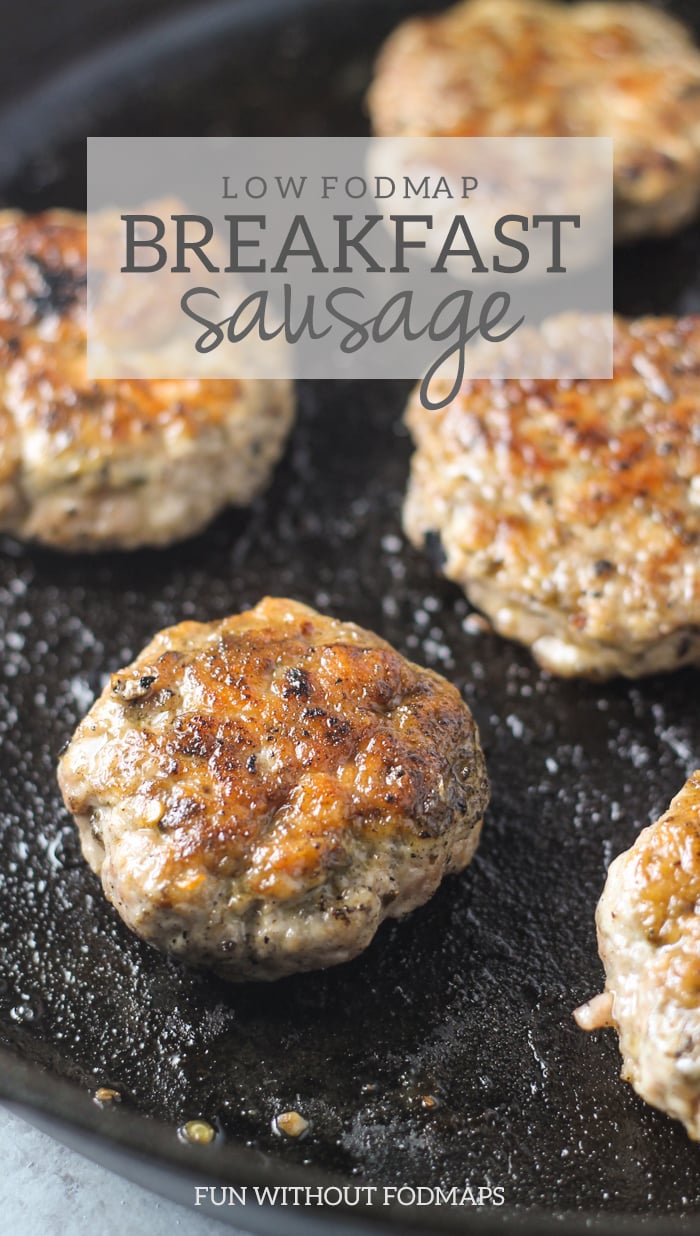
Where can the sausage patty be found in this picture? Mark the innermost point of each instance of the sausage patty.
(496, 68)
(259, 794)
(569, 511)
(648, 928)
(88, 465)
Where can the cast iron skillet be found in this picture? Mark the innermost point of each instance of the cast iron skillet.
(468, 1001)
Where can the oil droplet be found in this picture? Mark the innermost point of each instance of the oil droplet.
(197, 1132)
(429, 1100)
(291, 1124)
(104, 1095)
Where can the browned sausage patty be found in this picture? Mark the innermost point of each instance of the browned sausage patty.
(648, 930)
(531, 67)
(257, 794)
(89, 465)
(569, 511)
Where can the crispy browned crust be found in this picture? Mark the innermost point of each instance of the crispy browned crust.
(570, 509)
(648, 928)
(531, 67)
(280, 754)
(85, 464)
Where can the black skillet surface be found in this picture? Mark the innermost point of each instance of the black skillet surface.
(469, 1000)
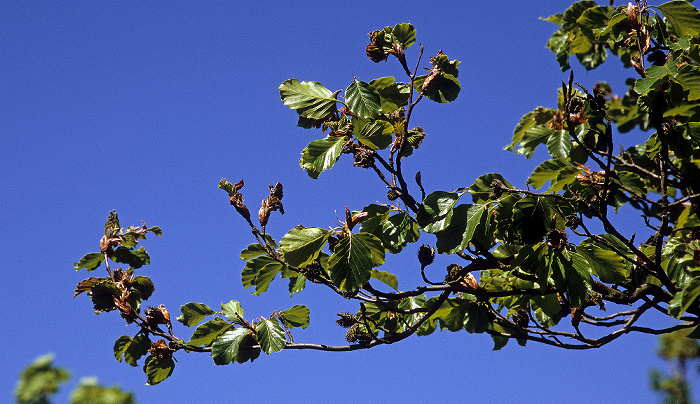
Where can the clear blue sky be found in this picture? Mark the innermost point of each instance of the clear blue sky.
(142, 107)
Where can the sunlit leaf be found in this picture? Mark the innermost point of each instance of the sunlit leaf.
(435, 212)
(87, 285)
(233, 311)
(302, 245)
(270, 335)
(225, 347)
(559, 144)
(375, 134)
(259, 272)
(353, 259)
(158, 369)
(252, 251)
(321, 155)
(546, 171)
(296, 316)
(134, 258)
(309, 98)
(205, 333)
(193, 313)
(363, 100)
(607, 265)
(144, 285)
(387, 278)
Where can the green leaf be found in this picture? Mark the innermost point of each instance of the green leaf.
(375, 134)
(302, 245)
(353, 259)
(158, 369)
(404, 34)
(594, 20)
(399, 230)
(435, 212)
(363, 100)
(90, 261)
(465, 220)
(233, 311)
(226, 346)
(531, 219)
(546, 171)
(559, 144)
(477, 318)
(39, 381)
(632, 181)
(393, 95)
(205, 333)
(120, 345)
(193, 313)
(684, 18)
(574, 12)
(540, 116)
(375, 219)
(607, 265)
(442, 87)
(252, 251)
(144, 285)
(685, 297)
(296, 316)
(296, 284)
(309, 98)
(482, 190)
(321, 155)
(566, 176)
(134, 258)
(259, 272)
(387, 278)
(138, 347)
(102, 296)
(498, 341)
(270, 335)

——

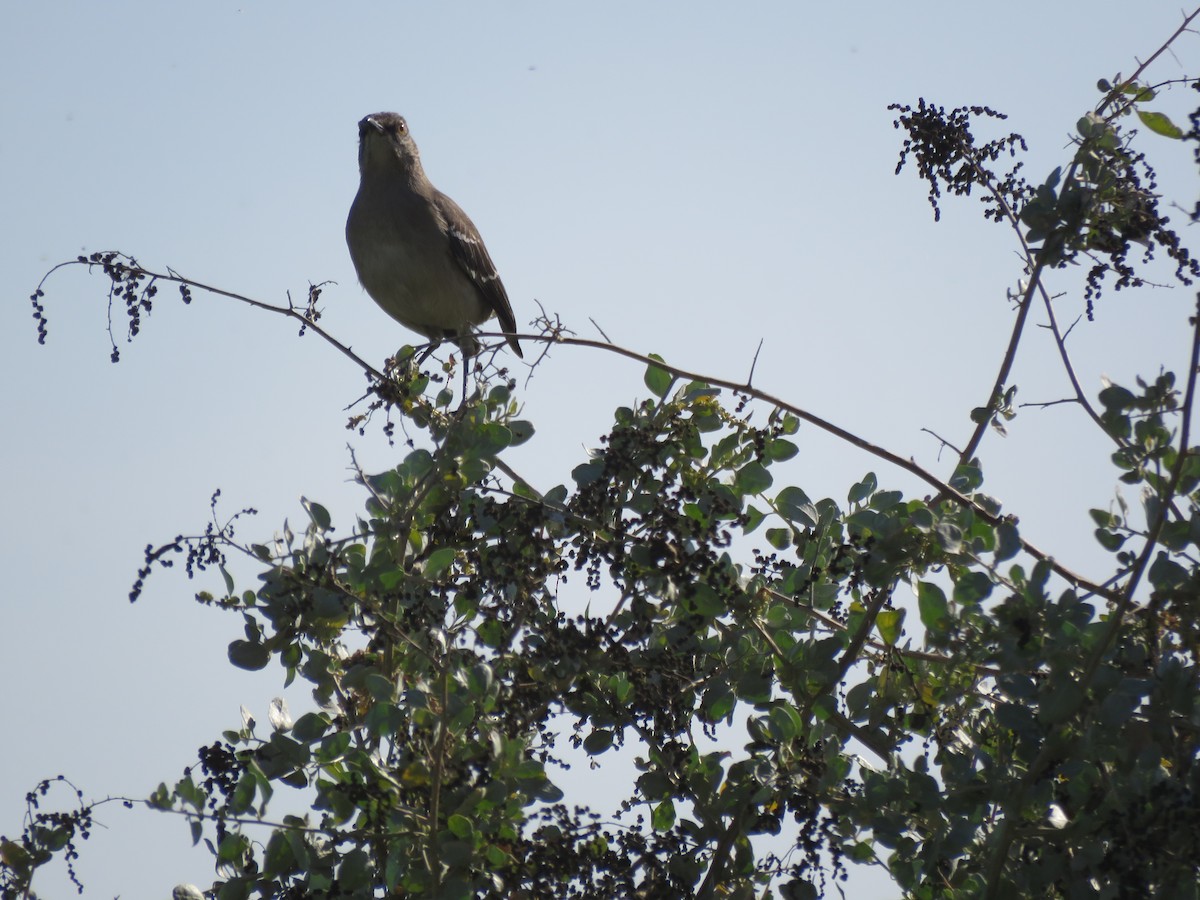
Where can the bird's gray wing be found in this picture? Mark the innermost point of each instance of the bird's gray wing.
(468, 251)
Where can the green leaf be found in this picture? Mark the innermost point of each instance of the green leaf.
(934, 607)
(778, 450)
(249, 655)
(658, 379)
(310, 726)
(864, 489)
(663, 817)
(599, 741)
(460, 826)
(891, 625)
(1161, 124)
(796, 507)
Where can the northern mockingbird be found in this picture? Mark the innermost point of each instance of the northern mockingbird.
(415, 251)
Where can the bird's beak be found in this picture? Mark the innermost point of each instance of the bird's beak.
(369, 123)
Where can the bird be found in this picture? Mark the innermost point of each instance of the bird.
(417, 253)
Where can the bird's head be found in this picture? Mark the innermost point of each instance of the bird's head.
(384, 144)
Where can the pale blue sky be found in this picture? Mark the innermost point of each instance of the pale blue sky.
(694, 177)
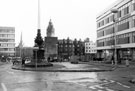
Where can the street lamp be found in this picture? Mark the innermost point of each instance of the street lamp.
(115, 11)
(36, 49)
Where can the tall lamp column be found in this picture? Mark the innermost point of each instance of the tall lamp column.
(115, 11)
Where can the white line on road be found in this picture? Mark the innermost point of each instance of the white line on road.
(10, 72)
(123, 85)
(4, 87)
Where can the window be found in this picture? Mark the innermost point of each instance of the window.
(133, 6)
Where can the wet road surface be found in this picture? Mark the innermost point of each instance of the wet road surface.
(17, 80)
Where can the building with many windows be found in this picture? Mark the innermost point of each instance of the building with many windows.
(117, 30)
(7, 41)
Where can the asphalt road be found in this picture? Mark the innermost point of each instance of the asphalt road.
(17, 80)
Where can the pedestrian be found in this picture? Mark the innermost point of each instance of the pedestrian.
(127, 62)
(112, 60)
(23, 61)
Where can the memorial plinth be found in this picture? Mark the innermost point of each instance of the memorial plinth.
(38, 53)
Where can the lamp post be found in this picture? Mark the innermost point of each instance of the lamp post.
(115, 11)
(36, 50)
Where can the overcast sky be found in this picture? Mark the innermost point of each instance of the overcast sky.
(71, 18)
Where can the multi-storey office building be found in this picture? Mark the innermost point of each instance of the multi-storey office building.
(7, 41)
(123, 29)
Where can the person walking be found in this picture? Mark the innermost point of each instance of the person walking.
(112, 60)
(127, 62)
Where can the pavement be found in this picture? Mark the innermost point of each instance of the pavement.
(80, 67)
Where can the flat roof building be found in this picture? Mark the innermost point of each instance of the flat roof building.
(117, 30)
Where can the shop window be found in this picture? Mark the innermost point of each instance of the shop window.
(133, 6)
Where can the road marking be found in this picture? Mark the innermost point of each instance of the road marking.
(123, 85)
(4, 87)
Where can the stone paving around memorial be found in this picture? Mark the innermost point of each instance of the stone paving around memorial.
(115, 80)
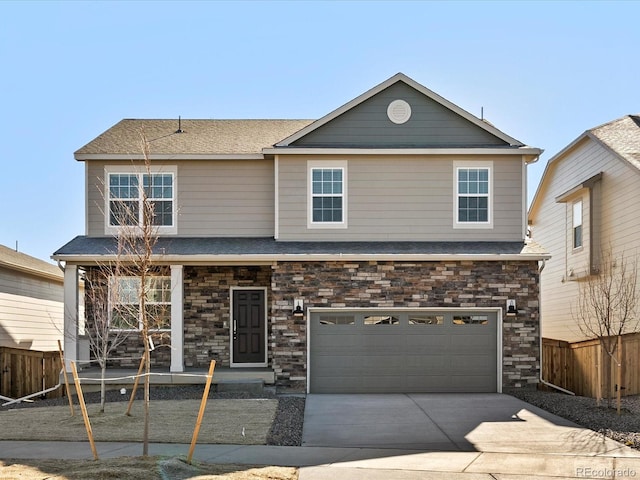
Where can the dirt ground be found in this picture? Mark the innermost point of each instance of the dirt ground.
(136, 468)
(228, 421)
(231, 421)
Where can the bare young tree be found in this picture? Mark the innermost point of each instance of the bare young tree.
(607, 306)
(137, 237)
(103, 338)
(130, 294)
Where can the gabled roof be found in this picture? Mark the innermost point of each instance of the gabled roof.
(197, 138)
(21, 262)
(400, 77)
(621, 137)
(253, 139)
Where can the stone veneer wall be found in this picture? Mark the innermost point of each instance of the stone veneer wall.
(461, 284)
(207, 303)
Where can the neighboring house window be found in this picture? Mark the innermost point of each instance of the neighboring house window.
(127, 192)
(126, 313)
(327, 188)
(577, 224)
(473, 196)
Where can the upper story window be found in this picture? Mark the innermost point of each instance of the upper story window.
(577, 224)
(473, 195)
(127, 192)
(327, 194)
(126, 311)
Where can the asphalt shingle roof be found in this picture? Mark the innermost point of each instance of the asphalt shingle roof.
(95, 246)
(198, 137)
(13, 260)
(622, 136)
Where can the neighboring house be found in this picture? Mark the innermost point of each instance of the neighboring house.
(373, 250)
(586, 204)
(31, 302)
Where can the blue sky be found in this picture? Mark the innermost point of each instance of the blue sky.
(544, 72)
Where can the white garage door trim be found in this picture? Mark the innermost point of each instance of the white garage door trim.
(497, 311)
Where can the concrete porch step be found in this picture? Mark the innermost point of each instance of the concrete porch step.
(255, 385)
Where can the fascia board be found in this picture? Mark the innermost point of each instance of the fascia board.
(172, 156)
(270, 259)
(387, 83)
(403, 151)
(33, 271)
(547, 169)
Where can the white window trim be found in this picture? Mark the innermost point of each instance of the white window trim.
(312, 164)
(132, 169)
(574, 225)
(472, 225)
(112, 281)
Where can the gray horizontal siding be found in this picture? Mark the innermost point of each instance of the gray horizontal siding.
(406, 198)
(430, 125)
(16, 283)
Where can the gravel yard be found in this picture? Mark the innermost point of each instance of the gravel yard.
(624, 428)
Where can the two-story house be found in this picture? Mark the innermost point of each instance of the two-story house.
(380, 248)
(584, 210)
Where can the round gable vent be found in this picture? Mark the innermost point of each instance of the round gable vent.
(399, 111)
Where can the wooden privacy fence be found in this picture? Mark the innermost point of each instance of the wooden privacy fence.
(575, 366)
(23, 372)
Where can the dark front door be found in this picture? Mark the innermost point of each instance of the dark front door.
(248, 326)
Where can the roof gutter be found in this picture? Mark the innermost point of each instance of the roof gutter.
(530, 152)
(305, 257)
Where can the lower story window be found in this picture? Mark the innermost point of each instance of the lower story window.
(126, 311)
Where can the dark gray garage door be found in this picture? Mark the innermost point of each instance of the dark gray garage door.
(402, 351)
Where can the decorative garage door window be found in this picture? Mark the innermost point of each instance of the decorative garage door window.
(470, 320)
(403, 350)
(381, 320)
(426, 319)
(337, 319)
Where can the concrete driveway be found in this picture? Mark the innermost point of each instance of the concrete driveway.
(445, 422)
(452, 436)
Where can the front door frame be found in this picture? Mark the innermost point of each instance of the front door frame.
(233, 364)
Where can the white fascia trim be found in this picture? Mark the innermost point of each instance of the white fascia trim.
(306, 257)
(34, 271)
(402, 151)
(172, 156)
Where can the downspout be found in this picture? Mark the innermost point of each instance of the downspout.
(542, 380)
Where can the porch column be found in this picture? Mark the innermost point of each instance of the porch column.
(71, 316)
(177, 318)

——

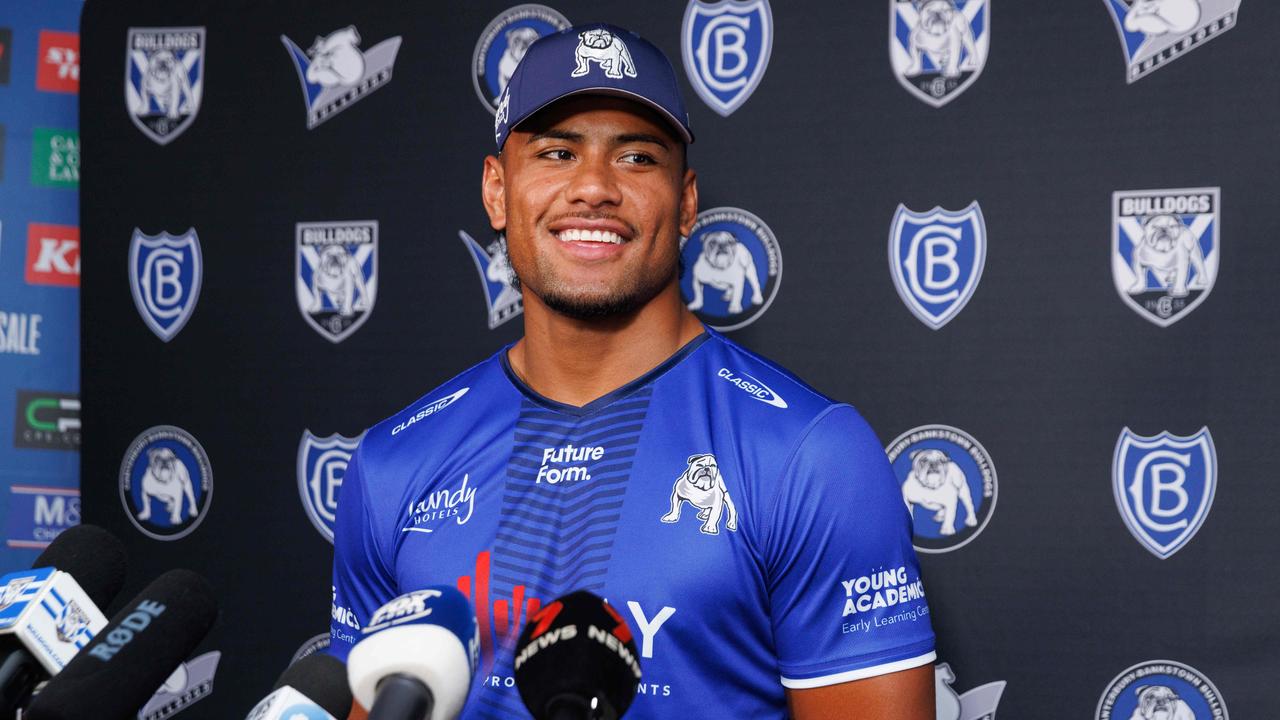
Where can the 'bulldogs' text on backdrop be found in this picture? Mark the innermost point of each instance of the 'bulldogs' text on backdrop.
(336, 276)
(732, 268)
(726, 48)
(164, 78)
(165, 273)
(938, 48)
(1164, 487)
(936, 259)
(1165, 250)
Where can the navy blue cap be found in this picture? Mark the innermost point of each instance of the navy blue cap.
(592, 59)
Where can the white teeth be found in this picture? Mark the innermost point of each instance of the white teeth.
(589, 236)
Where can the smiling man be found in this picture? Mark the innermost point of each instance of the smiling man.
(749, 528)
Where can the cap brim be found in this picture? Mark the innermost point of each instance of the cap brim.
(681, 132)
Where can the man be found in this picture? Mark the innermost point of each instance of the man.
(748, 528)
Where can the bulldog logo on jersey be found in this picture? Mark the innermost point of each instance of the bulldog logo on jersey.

——

### Requirement
Please copy, exactly as written, every line in the listing above from the line with "Where can the man" up to and including the line with "Where can the bulldog".

### Exercise response
Where can the man be found in this picture? Mark the innermost point of each instance of the man.
(748, 528)
Where can the bulldog logo on jersey be found in this picture? Mark the innermost point of each instance of the bulldog logo on jersey.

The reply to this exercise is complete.